### RAW DATA
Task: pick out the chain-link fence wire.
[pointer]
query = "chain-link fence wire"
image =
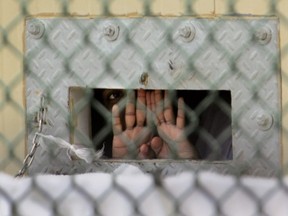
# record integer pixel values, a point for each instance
(103, 132)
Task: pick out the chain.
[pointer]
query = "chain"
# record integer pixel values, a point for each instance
(41, 117)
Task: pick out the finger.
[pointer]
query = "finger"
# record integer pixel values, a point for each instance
(149, 111)
(130, 110)
(156, 145)
(159, 106)
(140, 109)
(180, 114)
(116, 122)
(168, 109)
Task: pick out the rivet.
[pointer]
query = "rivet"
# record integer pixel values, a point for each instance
(144, 79)
(263, 35)
(264, 121)
(36, 29)
(187, 33)
(111, 32)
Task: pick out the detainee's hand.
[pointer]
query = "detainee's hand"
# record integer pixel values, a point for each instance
(172, 142)
(132, 139)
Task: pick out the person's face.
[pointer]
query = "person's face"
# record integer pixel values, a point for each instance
(112, 96)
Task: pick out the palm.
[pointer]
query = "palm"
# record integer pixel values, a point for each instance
(130, 140)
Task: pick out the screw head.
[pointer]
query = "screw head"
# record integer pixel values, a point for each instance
(36, 28)
(263, 35)
(111, 32)
(264, 121)
(144, 78)
(187, 33)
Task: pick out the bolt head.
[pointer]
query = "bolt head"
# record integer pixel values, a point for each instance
(36, 29)
(263, 36)
(187, 33)
(111, 32)
(264, 121)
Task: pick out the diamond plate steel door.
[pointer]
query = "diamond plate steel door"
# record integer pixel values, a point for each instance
(236, 54)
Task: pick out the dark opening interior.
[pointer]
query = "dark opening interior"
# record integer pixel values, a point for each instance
(207, 124)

### WHAT YOU HAVE TO DO
Within the entries above, work out how many lines contain the word "Task". The number alone is the answer.

### EXPECTED ANSWER
11